--- begin SUPPLIED INFORMATION ---
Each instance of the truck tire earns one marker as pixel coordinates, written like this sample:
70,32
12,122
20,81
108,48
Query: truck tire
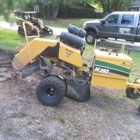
90,37
130,94
51,91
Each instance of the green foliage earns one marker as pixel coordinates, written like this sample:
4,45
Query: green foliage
75,12
113,5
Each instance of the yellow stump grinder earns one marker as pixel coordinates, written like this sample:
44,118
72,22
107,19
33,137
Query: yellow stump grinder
65,74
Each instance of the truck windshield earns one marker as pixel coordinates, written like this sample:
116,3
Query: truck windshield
112,19
127,19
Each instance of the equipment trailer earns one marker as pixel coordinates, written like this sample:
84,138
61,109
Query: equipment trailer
64,74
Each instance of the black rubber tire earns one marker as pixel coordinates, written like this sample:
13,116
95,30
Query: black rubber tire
90,37
139,108
130,94
51,91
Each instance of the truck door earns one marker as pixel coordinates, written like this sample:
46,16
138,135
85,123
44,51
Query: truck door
126,29
109,28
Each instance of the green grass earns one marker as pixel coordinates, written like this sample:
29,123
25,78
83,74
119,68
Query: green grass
76,22
10,40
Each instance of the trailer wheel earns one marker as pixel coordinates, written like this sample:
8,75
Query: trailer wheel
51,91
90,37
130,94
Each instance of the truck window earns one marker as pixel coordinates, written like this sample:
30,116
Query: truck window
112,19
127,19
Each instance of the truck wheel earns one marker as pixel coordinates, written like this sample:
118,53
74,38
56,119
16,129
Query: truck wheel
90,37
130,94
51,91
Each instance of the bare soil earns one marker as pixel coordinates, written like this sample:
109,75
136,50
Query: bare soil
107,115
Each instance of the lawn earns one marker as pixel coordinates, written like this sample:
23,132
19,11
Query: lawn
11,40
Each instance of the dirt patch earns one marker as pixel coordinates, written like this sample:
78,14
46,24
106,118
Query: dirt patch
107,115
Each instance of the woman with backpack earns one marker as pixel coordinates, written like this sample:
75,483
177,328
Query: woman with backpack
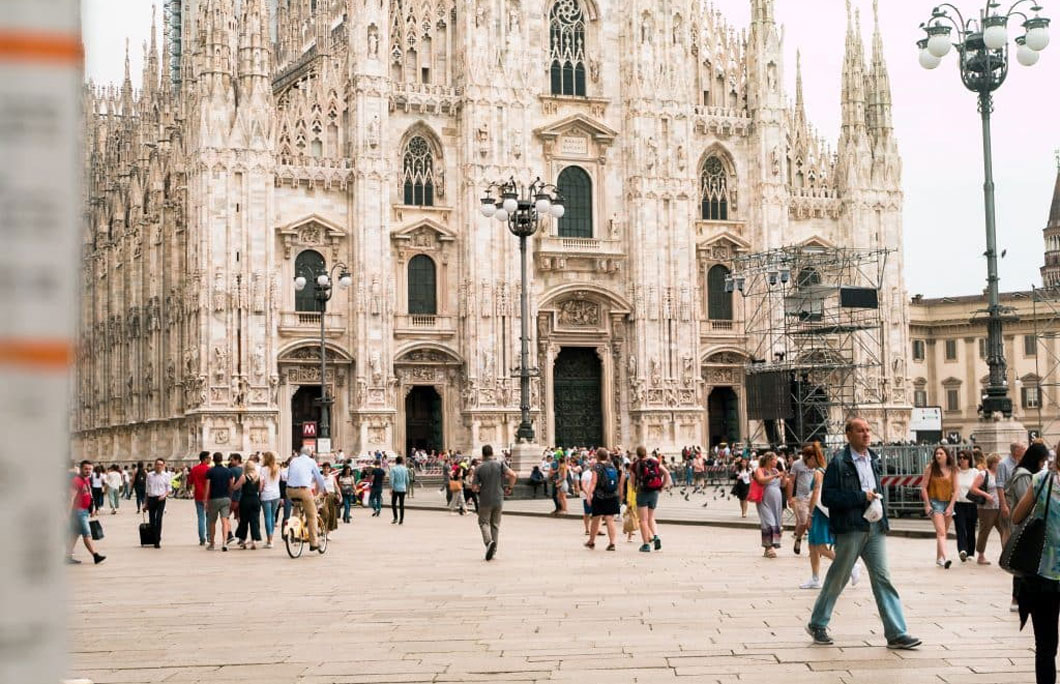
652,477
1040,594
603,496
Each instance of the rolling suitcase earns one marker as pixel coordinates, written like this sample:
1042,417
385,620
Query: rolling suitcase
146,533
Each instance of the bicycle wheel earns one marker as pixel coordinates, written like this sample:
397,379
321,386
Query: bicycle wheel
294,542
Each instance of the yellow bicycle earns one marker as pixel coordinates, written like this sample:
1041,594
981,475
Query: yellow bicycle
296,531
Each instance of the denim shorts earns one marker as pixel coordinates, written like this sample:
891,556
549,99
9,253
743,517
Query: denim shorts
648,500
78,523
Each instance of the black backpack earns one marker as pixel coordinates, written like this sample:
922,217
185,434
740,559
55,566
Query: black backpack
606,480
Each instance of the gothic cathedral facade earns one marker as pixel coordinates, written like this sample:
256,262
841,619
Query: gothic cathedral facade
278,138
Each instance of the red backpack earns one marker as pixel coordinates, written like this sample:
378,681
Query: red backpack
649,475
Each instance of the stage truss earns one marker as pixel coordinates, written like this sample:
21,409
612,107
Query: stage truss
1045,303
830,354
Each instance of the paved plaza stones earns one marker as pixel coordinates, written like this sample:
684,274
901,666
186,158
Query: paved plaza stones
417,603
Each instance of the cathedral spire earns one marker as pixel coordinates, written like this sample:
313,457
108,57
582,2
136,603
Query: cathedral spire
127,85
853,77
880,81
799,102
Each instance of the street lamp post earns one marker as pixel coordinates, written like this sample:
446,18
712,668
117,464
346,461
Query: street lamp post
522,207
983,58
322,282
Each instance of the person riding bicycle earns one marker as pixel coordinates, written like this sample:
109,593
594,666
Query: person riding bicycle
301,475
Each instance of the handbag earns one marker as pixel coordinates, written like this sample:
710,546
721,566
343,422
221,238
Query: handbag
1023,553
757,491
978,500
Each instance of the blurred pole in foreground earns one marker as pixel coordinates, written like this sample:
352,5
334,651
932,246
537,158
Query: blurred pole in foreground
40,76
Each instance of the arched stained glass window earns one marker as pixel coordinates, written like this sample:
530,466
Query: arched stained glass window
422,285
419,173
576,187
719,301
567,48
308,264
714,190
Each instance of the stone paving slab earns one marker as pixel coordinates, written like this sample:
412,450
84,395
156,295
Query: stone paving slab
417,603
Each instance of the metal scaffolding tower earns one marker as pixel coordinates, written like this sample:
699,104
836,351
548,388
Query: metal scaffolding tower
815,332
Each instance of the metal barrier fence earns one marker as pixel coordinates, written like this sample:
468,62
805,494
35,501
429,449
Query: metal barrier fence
903,467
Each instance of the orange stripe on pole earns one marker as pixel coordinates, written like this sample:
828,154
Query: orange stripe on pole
42,353
40,47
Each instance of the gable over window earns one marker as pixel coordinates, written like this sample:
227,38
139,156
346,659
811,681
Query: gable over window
418,173
714,190
566,22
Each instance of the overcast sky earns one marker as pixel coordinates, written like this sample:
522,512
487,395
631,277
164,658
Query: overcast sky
935,118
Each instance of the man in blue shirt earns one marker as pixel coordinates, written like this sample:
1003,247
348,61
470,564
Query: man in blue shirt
399,485
850,485
302,473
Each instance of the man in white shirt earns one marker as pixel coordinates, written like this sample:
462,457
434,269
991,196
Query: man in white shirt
159,485
302,473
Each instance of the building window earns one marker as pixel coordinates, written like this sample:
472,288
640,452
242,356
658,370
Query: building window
713,190
576,187
422,285
308,264
419,173
567,48
719,301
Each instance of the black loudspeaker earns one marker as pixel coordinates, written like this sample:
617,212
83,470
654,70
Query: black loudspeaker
859,298
767,396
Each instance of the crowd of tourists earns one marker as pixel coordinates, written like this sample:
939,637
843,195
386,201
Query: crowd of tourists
836,505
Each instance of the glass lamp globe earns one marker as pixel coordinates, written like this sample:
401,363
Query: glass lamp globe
929,60
1024,54
1038,33
994,32
938,41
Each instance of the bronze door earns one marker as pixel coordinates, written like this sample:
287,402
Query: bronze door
577,398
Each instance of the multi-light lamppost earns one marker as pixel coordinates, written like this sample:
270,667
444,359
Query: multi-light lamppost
983,58
322,285
520,207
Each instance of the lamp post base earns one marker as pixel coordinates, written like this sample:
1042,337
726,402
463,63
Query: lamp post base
994,436
525,456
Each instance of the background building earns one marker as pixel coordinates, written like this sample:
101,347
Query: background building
949,346
269,143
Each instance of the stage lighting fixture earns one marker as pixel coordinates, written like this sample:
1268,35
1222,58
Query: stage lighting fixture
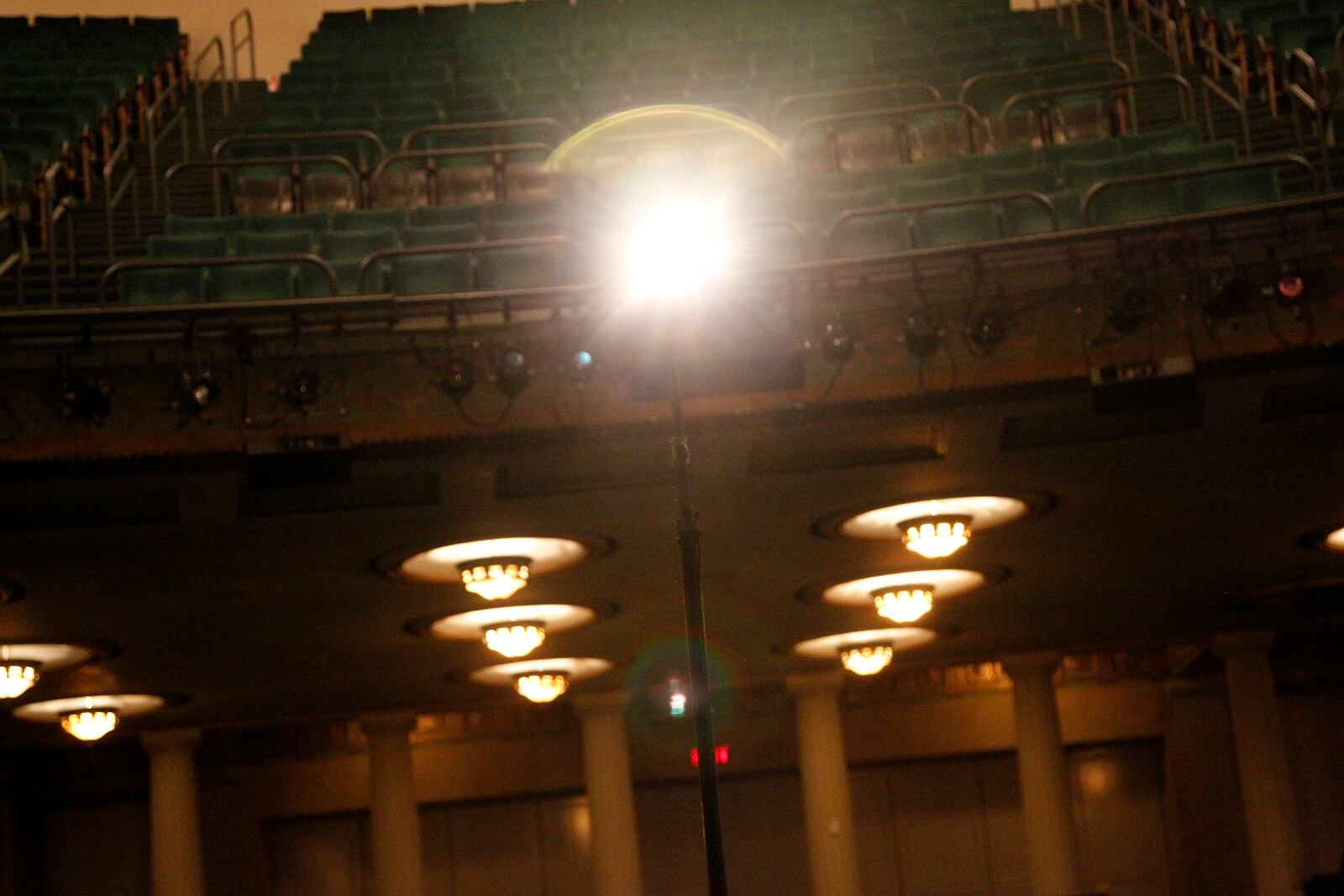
1129,312
85,396
924,333
511,372
302,389
988,328
459,378
837,344
195,392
--- end SUPPLIED INFORMATION ---
Repeat the listing in full and exactly. Do not include any images.

Each instance of the truck tire earns one marker as pixel coordinates, written like this sample:
70,32
12,122
20,81
108,48
Query: truck tire
90,37
130,94
51,91
Each instance of the green foliage earns one marker as pixel coordinates, written like this sample:
4,45
Query: green foliage
75,12
113,5
Each instance of the yellow stump grinder earns one marker as pixel coordinates, written like this sample:
44,118
72,22
107,19
33,137
Query: yellow stump grinder
65,74
Each instance of the truck windshield earns one marker as pixel coordinates, written like this sample:
116,3
Query: truck windshield
112,19
127,19
Each instance of the equipment trailer earns one marker as pixel coordinates, written like this sample:
84,138
61,109
Query: equipment trailer
64,74
Each instance of the black rubber tire earns one marker as pixel coordinates, written like this sample:
13,116
95,30
Query: black rubber tire
90,37
139,108
130,94
51,91
Each instance of the truck door earns one marker as pixel coordinates, written like this sample:
46,16
138,135
85,123
44,51
Query: truck door
126,29
109,28
Each instance of the green grass earns one marker as pixel coordinates, written like this sample:
29,123
25,78
83,74
119,68
Query: green grass
76,22
10,40
Each instance of the trailer wheel earns one marker as pixel coordinates, written like this sample:
8,75
Query: trailer wheel
51,91
90,37
130,94
Each instance of the truck window earns one marker as pixel coordinates, written like this sample:
30,116
Query: truck window
112,19
127,19
Each instance of the truck wheel earns one marker as pixel coordinates, written like this sample:
118,53
74,38
56,119
16,129
Query: truck wheel
90,37
130,94
51,91
Each instance of the bare soil earns one marker as pixel coordinates, written like this sample:
109,75
136,50
Query: bare soil
107,115
Each instance of the lawn earns one marker as pixel coordinates, written like this sample:
23,132
19,11
Query: lawn
11,40
Each instance of the dirt patch earns one marker as pixel coordinates, written like this sample:
78,14
46,24
106,118
Query: dirt patch
107,115
Each instance of the woman with backpack earns one marker as pixel coordinates, written like this sample:
75,483
177,328
Query: woman with backpack
652,477
1040,594
603,496
Each instance of the rolling suitcase earns one marker as pixel coordinates, written like this sample:
1042,417
385,620
Query: rolling suitcase
146,533
Each instance of the bicycle wheel earns one marker as pixel coordinates, written like this sample:
397,379
321,386
Query: bicycle wheel
294,542
Each instance of the yellow bicycle earns one marker as pixel coordinates, written like this sample:
1041,594
981,475
Query: yellow bicycle
296,531
Each instance of the denim shorts earns one marker as pixel coordinates, written like this sample:
891,556
549,99
9,253
743,517
Query: denim shorts
648,500
78,523
Each instance of the black backpack earns one marker as pixel coordinates, written like this sample:
922,217
185,434
740,559
55,566
Query: black backpack
606,480
Each instance of the gothic cathedral facade earns one marker as pixel coordinates, written like this sample:
256,262
841,619
Query: gothic cathedral facade
278,138
Each instance of the red backpack earns one marker as pixel coordinates, written like this sample:
378,681
Query: red backpack
649,475
Each instance of the stage truss earns one marker as pixel coordinates, written like this sample:
21,409
612,107
Query: stage truss
1045,303
830,354
Each instance of the paved plaza stones earns one marker as pixel coordinates, written like this sample:
684,274
901,666
186,158
Query: paved plaza stones
417,603
Each instance of the cathedral spire earns one marker as pixel coordinates, written like this sample:
313,457
108,57
582,2
136,603
Query: cathedral spire
127,85
853,77
880,81
799,102
Each instance of the street lamp post earns one marker as pixel coordinates, written like this sample:
446,18
712,668
117,464
346,461
Query: street lamp post
522,207
983,58
322,282
Each instance of the person riding bicycle earns one marker as pixel coordinates, written like this sample:
109,593
594,666
Query: person riding bicycle
301,475
Each instance of the handbag earns one marker as pixel coordinates, written like this sample:
710,546
721,566
343,422
221,238
Query: handbag
1023,553
757,491
978,500
Each instance of the blurred pole in foreground earns one marker as pixel coordinates, written like this sample:
352,5
334,651
932,246
537,158
Query: blurred pole in foreground
40,76
Each instance of the arched stained glass window earns one marker as pixel coordinates, written like this sample:
530,466
Query: arched stained glass window
422,285
419,173
576,187
719,301
567,48
308,264
714,190
Each instance of the stone paving slab earns one marker as pixel coordinates, written like this sample:
412,450
84,395
156,295
Query: stone paving slab
417,603
Each instance of the metal scaffolding tower earns one marker as pixel coordinates, written like this sample:
699,104
836,351
548,388
Query: metal scaffolding tower
815,332
Each instance of the metal barrier fence earns one marker as pixel coordinates, written like this sample:
468,62
805,494
35,501
429,449
Query: metal barrier fence
903,467
Each instance of the orange stripe on pole earns one marker as pixel coordinates, written like this sample:
828,154
Query: orange stripe on pole
42,353
40,47
Each instance of the gable over window earns one marker as pixel coordinates, written like this sample:
227,38
139,156
346,659
811,681
Query: gable over window
418,173
714,190
566,22
Each instance of the overcast sky earns one marker as pixel coordinates, written like this sample:
522,512
487,395
631,277
164,658
Query: overcast sky
935,118
Each instance of the man in blue shirt earns one marker as pixel coordinates, written like this sample:
1003,247
348,61
470,564
Query: man in blue shirt
399,485
850,485
302,473
Each instance of the man in white shirt earns one marker as pixel coordinates, written like this sample:
462,457
434,269
991,196
Query: man in white shirt
159,485
302,473
Each instance of the building window earns one marker as pixel coordinates, written like this sample:
472,288
640,452
242,356
658,370
Query: building window
713,190
576,187
422,285
308,264
419,173
567,48
719,301
Each instance of the black loudspeaker earns one marker as pixel coordinates, written like this sample:
617,212
83,470
654,70
Query: black loudspeaker
859,298
767,396
Each instance of the crowd of tourists earns one marker as pixel coordinates, written like this sample:
939,637
843,195
386,201
Query: crowd of tourists
836,505
Each instance of the glass lamp globe earns one marker as pixel coordinates, written like this sample:
401,363
Query: glass lamp globe
929,60
1024,54
1038,33
994,32
938,41
Each instance of the bronze door earns one marker as pixel coordinates, written like this sample:
287,402
Query: bronze door
577,398
Each instance of the multi-light lamppost earns one marker as pixel coordinates, written like this sample:
270,667
444,359
Query: multi-light lamppost
983,58
322,285
520,207
Each instance of the lamp post base earns one marker as pixel coordinates, written like this sample:
1042,337
726,402
463,63
Query: lamp post base
994,436
525,456
Each instance of the background building earns one marker as pixel coordinates, written like this sample:
101,347
Query: background building
949,346
269,143
Each instance of the stage lighting fixture earns one marker as pixel coordinates, written like this sample:
1268,35
1222,58
Query: stage lighting fixture
1129,312
85,396
924,333
511,372
302,389
988,328
459,378
837,344
195,392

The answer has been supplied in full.